GOAL: Reproduce the material from the line that has "Would you point out the white suv" through the line that has "(1000, 518)", switching "black steel wheel" to "dark steel wheel" and leaving all else unchanged.

(Location annotation dataset excerpts)
--- start ---
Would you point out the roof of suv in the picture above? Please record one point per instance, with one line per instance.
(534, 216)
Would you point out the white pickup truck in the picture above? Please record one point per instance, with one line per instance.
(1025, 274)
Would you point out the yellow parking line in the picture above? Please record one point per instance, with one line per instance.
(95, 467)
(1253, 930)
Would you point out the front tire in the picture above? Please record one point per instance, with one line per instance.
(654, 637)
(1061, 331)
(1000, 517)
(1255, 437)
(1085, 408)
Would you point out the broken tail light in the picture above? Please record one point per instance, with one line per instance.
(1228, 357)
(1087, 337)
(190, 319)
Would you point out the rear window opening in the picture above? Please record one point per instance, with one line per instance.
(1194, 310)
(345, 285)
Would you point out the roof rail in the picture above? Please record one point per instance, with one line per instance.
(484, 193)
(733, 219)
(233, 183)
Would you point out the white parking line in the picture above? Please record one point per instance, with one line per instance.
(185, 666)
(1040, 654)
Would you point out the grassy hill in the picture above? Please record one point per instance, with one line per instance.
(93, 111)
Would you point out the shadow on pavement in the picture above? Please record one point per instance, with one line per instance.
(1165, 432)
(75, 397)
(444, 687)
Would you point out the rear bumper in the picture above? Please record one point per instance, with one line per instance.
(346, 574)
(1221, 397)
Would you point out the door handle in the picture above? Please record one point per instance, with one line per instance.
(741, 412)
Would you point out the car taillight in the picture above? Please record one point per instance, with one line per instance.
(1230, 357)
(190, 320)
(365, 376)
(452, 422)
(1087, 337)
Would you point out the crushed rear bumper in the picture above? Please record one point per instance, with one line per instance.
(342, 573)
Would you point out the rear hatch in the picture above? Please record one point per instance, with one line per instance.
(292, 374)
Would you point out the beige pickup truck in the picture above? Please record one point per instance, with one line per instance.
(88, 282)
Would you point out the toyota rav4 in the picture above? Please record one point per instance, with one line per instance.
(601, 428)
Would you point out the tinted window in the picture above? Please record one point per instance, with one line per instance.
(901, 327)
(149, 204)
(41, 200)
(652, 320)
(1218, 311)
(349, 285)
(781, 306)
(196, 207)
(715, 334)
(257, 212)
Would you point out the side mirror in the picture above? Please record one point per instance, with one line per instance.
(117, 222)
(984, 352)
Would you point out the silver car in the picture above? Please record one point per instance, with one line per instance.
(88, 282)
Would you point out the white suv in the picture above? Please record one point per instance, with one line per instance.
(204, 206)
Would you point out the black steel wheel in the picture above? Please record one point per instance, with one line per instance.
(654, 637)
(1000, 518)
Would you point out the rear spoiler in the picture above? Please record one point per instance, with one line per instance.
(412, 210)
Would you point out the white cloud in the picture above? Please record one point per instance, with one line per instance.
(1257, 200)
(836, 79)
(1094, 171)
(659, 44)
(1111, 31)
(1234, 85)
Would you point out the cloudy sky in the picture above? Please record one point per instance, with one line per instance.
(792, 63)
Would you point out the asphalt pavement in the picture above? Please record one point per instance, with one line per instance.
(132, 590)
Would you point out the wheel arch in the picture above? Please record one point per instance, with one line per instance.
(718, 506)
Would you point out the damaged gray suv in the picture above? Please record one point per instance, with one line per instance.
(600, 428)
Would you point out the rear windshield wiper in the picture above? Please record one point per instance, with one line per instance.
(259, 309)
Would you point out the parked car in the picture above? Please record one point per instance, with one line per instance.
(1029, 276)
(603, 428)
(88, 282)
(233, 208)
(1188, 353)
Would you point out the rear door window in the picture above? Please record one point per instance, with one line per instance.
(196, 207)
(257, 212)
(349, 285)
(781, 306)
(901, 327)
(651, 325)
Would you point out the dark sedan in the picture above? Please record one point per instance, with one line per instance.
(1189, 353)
--- end ---
THE OUTPUT:
Would you point out the white suv in the picture above? Please record one point per instance, with one line per instance.
(204, 206)
Would you point out the dark steel wheel in the picture above? Please record one point per instance, with one line per instance.
(654, 637)
(1000, 518)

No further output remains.